BEGIN

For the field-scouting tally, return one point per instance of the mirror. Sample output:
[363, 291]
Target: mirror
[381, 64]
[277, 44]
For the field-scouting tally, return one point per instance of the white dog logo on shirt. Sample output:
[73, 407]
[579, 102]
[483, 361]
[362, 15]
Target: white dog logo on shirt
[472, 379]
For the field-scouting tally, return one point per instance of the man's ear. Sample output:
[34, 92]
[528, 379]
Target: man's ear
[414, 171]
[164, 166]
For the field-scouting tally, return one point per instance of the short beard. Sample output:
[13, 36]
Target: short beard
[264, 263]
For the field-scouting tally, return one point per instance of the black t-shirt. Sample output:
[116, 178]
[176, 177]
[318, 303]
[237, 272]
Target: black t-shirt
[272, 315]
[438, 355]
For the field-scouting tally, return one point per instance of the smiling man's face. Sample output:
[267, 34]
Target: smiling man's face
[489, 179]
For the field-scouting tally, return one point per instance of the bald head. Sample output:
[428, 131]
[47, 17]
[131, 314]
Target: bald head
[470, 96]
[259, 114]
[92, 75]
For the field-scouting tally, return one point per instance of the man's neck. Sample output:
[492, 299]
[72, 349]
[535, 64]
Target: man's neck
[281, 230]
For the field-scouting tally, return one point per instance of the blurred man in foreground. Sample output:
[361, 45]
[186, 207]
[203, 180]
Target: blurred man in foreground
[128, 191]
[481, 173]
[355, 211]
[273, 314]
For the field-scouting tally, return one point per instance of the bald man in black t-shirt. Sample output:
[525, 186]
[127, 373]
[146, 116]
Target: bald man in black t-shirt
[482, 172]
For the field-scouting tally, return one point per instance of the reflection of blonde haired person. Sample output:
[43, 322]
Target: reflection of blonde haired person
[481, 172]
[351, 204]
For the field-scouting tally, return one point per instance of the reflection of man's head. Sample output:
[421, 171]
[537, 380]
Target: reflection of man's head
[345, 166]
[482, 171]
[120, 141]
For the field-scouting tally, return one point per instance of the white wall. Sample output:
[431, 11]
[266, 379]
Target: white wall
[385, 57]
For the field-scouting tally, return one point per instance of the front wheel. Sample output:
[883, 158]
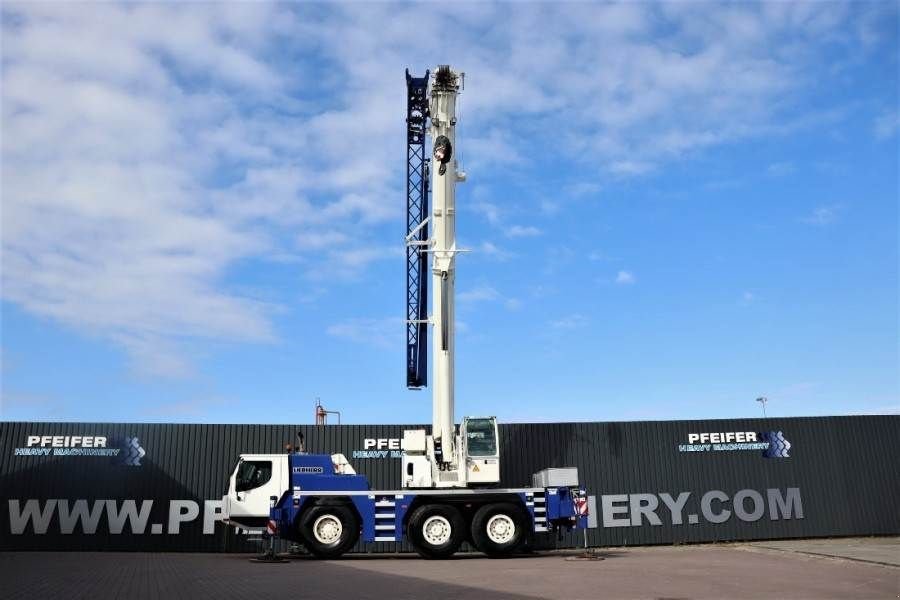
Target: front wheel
[436, 530]
[499, 529]
[329, 531]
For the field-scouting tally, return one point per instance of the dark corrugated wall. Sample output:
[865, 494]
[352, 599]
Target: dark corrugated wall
[846, 471]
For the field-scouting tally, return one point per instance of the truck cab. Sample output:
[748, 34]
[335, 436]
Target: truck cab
[255, 479]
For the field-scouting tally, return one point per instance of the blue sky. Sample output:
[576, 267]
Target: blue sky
[673, 209]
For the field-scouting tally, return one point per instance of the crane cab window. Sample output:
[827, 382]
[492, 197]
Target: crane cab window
[253, 474]
[481, 437]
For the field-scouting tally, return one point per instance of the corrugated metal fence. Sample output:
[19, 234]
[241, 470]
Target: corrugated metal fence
[655, 482]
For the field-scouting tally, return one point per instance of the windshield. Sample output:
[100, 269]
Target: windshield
[252, 474]
[481, 437]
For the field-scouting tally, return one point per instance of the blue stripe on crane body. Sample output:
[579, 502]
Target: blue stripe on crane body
[383, 512]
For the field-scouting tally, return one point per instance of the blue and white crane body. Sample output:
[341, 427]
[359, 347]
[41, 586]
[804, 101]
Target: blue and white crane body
[449, 477]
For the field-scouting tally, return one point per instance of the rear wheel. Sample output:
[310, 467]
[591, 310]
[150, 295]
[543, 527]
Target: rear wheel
[499, 529]
[329, 530]
[436, 530]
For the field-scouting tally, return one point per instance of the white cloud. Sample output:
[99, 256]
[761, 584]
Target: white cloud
[487, 293]
[492, 250]
[573, 321]
[887, 124]
[822, 216]
[149, 148]
[490, 211]
[382, 333]
[515, 231]
[780, 169]
[482, 293]
[625, 278]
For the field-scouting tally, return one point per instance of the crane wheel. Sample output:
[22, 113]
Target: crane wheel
[499, 529]
[436, 530]
[329, 530]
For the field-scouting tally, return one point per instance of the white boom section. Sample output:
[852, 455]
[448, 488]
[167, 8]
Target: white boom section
[445, 459]
[443, 246]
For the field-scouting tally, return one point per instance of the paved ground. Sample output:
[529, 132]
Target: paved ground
[884, 551]
[722, 571]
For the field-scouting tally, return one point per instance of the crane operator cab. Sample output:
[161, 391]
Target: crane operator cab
[476, 459]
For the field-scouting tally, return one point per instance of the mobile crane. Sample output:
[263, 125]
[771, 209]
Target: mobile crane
[449, 478]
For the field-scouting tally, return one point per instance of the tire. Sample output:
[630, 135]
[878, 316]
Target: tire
[499, 529]
[436, 530]
[329, 530]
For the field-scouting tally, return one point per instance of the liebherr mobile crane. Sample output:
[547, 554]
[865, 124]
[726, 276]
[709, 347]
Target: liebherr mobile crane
[449, 480]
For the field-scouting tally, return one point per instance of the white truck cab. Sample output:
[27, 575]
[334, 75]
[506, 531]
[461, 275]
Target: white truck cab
[256, 478]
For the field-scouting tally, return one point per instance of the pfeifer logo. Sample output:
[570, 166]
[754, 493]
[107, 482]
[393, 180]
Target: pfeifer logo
[126, 451]
[773, 444]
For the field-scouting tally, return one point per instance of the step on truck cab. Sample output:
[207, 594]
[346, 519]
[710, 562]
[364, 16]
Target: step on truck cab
[321, 503]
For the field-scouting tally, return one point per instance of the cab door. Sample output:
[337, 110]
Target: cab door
[255, 480]
[482, 450]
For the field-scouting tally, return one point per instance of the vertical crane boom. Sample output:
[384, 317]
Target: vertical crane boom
[444, 458]
[416, 232]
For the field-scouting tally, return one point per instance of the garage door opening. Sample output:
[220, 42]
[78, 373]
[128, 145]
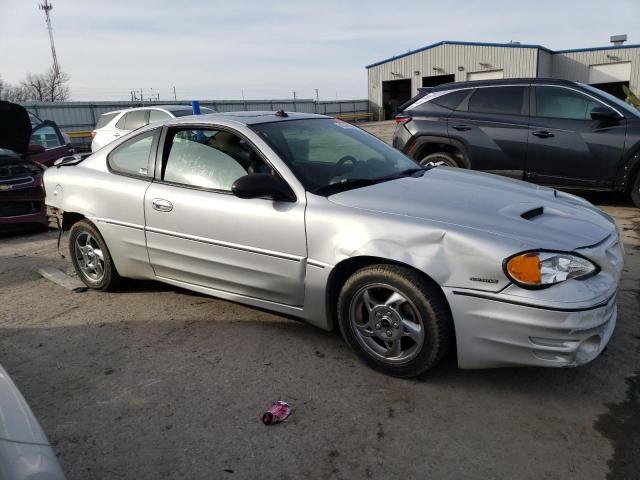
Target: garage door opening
[614, 88]
[394, 94]
[435, 80]
[610, 77]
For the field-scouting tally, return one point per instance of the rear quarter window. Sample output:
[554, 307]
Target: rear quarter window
[498, 100]
[105, 118]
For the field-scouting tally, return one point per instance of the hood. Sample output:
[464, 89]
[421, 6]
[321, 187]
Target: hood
[538, 217]
[15, 127]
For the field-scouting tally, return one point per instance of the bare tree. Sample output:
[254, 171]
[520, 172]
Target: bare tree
[46, 87]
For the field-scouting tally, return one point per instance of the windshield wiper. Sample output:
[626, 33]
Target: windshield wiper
[349, 183]
[345, 184]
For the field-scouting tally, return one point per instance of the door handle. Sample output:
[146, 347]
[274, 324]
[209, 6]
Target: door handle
[542, 134]
[161, 205]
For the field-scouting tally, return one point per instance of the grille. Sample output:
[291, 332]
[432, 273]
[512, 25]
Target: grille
[15, 170]
[12, 209]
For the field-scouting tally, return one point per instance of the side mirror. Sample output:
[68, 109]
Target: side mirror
[35, 148]
[604, 113]
[262, 185]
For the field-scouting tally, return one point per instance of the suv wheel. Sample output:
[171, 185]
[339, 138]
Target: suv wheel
[440, 157]
[635, 190]
[394, 319]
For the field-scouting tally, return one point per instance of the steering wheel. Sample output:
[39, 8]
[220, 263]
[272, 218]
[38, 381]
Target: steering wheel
[340, 163]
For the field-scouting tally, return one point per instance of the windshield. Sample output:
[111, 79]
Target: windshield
[329, 155]
[615, 100]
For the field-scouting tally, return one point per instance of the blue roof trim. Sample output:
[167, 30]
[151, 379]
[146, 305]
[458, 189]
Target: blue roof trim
[504, 45]
[592, 49]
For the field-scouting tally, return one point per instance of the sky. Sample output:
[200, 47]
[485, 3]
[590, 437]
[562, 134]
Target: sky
[260, 49]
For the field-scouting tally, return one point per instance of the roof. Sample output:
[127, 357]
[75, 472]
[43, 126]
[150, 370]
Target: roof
[246, 118]
[503, 45]
[500, 81]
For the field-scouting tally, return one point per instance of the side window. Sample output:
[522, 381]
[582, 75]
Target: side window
[46, 137]
[500, 100]
[554, 102]
[121, 124]
[451, 100]
[132, 157]
[136, 119]
[211, 159]
[158, 116]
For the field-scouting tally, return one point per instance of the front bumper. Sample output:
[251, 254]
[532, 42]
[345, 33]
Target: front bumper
[491, 332]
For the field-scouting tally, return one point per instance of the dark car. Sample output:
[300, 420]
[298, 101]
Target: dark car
[551, 132]
[22, 163]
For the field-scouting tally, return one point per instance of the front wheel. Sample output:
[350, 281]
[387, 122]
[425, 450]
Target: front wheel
[441, 158]
[91, 258]
[394, 319]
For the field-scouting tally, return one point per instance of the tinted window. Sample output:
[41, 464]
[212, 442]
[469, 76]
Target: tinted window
[135, 119]
[616, 101]
[132, 120]
[451, 100]
[211, 159]
[158, 116]
[500, 100]
[47, 137]
[324, 152]
[556, 102]
[105, 118]
[132, 157]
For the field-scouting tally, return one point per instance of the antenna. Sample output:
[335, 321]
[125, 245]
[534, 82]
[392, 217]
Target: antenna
[47, 7]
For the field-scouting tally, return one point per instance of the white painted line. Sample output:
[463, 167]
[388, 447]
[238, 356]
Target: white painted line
[62, 279]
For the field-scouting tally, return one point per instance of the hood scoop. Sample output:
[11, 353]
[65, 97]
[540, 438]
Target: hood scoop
[533, 213]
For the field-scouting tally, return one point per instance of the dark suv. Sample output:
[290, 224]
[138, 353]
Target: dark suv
[551, 132]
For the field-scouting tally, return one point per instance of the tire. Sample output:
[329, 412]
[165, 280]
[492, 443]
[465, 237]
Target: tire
[405, 338]
[443, 157]
[635, 189]
[91, 258]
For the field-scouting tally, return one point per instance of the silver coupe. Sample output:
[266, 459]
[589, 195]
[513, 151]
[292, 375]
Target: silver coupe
[312, 217]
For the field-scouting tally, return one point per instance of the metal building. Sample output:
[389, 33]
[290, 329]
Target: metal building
[393, 81]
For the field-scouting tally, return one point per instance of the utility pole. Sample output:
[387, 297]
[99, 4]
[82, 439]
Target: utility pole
[47, 7]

END

*Task description:*
Copy, without any change, the lines from the one that contains "Target: silver coupe" to the final line of the entries above.

*Result:*
Target: silver coupe
[312, 217]
For the field-scouting tally, return one point per instance of the metal building. Sample output:
[389, 33]
[290, 329]
Target: metal building
[393, 81]
For the field-scouting tally, return one point per instance of the utility pole. Sample output:
[387, 297]
[99, 4]
[82, 439]
Target: utility pole
[47, 7]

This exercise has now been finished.